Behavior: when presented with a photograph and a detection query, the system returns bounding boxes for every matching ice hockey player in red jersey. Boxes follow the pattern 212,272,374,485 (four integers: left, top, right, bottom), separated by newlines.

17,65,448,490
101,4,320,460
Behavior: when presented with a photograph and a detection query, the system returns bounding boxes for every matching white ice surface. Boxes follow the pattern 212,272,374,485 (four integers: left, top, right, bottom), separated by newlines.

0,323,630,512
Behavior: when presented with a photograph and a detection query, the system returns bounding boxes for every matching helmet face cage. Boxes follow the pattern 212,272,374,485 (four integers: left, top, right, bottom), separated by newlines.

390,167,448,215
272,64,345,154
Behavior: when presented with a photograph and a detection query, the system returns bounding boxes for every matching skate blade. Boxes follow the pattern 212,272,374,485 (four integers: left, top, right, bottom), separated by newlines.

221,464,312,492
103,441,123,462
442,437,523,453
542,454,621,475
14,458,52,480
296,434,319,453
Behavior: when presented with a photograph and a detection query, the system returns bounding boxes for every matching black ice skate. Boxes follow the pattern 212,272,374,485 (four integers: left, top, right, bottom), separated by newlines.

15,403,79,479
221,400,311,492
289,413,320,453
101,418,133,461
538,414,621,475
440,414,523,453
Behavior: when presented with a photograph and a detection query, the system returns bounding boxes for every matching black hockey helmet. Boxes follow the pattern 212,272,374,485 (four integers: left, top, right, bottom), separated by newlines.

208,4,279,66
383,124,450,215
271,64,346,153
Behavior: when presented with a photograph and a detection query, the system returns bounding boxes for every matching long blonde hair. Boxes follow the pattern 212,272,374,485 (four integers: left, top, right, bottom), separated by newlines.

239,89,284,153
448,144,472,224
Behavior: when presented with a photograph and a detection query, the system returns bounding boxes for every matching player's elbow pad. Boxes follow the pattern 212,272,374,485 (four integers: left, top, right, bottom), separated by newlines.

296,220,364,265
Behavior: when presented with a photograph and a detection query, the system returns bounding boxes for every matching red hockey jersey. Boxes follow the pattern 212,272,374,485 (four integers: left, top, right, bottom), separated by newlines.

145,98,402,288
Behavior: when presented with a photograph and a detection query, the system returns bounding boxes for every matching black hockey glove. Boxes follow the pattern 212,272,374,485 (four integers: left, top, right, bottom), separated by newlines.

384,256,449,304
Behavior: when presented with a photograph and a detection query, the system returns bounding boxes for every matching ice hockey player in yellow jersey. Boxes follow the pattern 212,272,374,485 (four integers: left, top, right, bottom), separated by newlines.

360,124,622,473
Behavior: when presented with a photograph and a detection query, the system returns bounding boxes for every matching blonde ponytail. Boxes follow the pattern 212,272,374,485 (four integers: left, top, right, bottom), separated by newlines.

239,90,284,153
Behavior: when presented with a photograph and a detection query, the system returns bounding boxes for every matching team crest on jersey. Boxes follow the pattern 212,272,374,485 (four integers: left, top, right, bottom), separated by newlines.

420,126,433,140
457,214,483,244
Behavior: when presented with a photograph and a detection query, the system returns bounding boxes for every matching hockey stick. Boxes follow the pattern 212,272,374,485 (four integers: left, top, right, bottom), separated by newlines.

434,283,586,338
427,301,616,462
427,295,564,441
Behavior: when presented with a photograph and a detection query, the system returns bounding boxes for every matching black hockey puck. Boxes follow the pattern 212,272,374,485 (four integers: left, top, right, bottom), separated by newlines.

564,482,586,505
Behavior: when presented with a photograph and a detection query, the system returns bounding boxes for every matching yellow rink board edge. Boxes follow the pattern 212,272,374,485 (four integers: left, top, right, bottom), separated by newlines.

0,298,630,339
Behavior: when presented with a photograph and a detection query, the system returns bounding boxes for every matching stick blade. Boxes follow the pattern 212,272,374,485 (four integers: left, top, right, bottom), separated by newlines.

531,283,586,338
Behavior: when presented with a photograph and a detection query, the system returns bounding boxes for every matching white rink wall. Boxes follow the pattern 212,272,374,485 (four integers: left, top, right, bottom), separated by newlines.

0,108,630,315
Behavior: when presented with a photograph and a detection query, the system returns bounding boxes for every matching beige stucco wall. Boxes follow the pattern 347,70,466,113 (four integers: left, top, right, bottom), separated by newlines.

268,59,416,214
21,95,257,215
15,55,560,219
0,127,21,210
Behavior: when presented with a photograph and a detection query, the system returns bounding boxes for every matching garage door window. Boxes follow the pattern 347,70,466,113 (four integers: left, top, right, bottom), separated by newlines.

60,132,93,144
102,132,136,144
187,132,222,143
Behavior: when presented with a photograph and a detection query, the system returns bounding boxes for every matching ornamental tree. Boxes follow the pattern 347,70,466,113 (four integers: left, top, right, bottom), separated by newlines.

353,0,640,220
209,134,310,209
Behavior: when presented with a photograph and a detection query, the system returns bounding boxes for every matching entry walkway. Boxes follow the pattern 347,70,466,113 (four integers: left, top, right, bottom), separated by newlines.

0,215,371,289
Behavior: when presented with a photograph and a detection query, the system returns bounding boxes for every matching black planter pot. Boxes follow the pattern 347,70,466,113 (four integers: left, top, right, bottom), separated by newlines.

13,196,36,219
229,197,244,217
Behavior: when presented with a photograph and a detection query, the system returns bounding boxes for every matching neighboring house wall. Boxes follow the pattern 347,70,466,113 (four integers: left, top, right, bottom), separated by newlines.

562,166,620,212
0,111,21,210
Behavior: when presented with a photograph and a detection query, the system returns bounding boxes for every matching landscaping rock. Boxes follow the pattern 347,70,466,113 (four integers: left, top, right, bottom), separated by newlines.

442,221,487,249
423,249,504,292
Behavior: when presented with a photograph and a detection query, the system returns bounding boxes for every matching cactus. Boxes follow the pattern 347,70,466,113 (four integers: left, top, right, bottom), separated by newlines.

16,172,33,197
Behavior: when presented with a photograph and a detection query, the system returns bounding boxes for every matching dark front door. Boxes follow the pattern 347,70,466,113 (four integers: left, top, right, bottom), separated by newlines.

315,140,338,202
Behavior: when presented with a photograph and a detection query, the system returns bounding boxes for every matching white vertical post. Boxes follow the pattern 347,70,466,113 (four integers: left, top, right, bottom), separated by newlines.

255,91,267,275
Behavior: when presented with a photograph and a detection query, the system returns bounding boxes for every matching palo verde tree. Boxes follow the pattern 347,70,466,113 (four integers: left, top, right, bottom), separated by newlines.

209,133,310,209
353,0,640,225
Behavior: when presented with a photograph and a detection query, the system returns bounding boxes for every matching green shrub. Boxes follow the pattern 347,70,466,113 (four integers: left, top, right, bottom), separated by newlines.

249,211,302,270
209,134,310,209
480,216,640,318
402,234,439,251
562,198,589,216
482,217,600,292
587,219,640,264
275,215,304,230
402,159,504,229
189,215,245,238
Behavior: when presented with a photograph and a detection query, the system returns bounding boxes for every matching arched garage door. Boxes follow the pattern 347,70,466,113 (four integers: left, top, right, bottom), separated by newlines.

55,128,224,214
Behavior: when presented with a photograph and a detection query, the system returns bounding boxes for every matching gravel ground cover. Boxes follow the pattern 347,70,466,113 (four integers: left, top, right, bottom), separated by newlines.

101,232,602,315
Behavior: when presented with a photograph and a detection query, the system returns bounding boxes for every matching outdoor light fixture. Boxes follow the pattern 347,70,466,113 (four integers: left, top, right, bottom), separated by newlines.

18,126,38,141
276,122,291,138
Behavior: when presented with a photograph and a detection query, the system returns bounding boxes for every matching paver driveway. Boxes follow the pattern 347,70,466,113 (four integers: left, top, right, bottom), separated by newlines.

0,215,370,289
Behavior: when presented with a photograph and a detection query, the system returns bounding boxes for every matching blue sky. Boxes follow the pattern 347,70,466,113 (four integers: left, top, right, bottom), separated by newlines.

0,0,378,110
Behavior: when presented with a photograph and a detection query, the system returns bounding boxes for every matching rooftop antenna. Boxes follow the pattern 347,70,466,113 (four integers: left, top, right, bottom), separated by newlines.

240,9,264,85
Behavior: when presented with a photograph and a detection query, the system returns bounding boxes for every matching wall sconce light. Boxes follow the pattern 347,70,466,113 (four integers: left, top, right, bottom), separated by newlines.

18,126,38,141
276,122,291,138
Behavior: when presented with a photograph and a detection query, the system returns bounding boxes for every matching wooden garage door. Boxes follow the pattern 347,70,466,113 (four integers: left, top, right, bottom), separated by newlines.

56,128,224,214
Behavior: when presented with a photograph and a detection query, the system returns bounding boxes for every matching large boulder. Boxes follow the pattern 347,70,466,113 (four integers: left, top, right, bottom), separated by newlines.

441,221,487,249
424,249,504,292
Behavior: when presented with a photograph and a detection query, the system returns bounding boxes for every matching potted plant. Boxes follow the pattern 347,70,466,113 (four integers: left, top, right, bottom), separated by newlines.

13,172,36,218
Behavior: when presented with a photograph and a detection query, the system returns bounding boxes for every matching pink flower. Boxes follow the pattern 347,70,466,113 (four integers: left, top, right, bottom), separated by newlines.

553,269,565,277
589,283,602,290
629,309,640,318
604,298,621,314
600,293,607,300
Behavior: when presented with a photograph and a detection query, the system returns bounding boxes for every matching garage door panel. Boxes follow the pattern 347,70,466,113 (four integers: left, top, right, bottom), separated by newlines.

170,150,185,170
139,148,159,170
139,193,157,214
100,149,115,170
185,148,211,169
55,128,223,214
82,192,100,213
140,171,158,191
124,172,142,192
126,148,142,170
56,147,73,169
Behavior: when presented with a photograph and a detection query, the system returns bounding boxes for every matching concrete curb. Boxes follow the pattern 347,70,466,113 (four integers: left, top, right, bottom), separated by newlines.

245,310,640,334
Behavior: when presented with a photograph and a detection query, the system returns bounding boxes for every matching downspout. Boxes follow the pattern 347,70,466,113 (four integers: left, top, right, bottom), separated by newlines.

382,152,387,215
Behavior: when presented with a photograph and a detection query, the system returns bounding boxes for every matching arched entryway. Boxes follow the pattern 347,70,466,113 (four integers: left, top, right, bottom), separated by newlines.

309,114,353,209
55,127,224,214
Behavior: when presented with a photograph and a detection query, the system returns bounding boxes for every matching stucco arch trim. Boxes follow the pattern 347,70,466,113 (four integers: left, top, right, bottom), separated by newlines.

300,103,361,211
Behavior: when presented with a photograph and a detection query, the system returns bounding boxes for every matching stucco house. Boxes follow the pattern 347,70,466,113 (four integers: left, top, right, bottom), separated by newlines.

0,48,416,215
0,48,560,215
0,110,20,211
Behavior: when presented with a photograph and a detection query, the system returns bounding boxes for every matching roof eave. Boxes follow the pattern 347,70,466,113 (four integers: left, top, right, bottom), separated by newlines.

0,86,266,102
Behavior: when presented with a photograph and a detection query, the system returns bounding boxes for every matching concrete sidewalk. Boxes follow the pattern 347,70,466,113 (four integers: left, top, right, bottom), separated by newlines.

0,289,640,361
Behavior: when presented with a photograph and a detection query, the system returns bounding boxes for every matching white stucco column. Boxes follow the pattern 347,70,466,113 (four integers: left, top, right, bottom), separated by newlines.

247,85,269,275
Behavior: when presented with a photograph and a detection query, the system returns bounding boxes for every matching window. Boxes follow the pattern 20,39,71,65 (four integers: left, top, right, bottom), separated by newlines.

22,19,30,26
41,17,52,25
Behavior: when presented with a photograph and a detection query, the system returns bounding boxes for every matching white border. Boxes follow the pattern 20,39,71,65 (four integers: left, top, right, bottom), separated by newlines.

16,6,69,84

________________________________________

- [Task description]:
Give everything from the line containing "every matching cactus." down to the line containing "16,172,33,197", both included, as a JSON list of strings with one string per line and blank lines left out.

- [Response to this exercise]:
[
  "Behavior: when presented with a photograph and a detection query, the system returns bounding boxes for every matching cactus. Boxes follow the pattern 347,70,466,113 (four integers: left, top, right, bottom), separated by newlines.",
  "16,172,33,197"
]